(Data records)
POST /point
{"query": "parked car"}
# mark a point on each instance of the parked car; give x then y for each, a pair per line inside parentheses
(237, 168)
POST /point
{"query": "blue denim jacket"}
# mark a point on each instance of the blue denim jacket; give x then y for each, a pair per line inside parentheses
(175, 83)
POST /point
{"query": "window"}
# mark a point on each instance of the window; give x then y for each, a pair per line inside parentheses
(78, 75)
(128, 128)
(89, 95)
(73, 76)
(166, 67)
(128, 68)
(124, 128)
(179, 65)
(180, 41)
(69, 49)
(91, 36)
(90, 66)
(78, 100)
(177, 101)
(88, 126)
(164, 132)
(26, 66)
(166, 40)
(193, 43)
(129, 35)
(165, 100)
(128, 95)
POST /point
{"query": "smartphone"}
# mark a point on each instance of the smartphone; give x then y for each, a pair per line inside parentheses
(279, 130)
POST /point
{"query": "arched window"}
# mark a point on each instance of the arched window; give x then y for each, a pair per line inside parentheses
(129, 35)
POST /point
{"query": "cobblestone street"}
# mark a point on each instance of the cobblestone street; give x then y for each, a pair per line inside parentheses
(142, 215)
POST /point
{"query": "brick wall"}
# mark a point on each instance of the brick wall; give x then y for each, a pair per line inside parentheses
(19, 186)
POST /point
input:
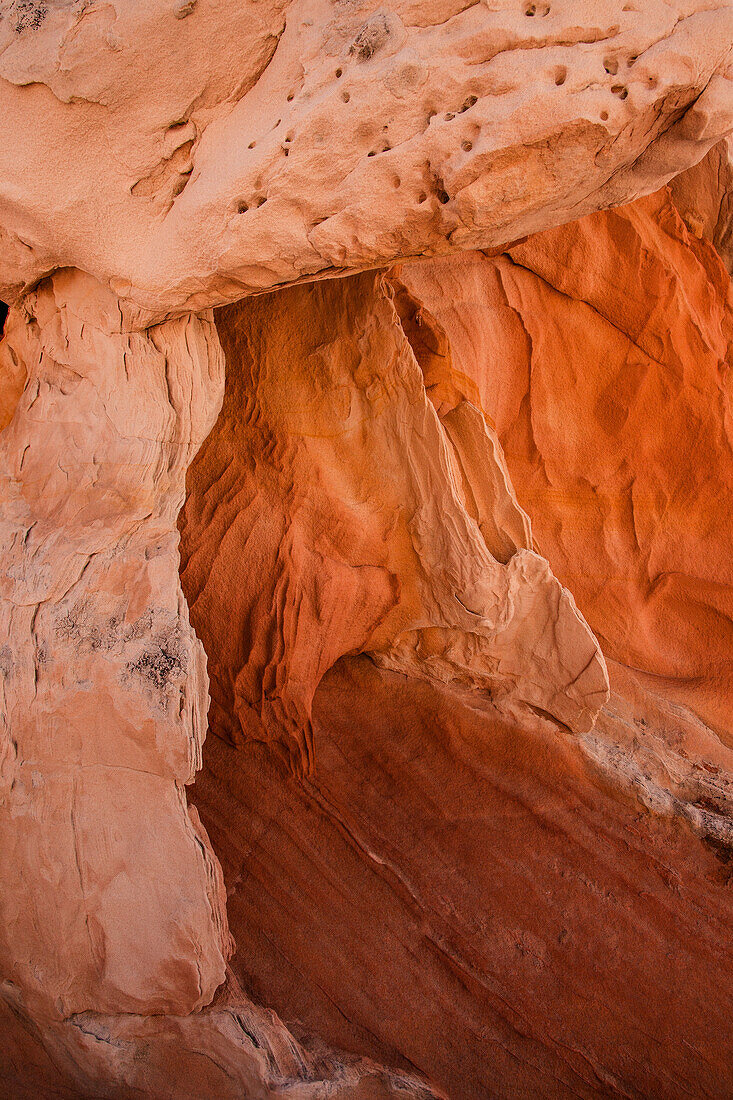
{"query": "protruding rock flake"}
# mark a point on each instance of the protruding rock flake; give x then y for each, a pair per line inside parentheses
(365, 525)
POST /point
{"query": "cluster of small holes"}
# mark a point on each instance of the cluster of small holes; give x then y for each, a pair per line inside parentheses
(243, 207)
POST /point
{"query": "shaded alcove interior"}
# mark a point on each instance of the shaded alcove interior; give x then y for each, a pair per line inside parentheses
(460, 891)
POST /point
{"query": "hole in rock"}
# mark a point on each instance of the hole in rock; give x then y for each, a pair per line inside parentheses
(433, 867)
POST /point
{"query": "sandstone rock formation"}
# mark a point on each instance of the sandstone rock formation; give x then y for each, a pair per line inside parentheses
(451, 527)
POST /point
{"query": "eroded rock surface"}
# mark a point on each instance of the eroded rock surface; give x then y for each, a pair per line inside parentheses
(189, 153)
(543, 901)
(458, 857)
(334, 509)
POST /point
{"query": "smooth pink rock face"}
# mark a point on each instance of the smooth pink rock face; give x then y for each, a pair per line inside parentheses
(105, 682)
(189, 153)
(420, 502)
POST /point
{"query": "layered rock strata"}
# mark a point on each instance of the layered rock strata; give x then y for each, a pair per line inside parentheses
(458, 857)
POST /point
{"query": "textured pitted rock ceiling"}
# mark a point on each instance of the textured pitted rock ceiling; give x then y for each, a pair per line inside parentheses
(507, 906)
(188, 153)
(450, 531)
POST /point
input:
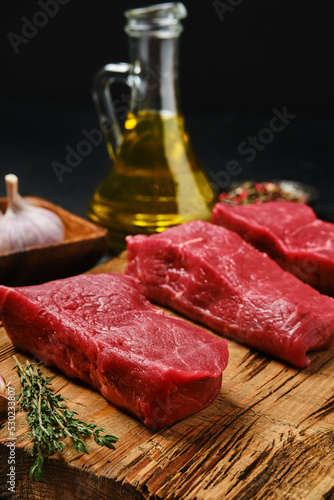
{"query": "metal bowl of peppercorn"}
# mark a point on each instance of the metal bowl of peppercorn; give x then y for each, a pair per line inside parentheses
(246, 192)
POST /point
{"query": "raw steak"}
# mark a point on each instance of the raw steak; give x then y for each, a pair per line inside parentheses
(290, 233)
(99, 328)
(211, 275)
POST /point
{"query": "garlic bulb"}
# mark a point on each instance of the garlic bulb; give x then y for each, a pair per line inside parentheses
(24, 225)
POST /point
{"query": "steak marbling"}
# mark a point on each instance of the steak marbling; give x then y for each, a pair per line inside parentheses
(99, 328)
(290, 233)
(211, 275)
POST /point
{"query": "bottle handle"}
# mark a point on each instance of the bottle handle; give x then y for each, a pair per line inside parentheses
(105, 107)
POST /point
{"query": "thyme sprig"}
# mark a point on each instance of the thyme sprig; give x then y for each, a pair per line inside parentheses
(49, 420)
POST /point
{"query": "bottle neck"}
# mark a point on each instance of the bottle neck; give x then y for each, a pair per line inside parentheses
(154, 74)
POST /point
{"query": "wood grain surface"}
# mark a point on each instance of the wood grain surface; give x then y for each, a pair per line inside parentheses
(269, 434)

...

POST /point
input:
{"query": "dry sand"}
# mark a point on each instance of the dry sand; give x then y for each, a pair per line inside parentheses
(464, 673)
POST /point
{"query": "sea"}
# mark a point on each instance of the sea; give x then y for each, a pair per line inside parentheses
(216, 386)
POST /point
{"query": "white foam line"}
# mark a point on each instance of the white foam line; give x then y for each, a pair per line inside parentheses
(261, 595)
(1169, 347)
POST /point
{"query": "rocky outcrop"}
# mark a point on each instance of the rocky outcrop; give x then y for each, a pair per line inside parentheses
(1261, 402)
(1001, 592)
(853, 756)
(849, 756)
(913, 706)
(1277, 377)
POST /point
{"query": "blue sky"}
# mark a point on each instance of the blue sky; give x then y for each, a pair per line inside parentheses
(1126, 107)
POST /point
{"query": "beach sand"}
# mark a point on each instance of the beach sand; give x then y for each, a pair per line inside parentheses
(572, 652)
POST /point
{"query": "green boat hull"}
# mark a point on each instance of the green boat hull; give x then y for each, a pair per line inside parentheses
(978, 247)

▸ **AIM**
Which lines in the records contain the string "formation"? Gather each such line in full, matching case exactly.

▸ **RESULT OF THE EXERCISE**
{"query": "sandstone rock formation"}
# mark a point on each instance of the sandstone rock formation; give x then y for each, a pair per line inside parentheses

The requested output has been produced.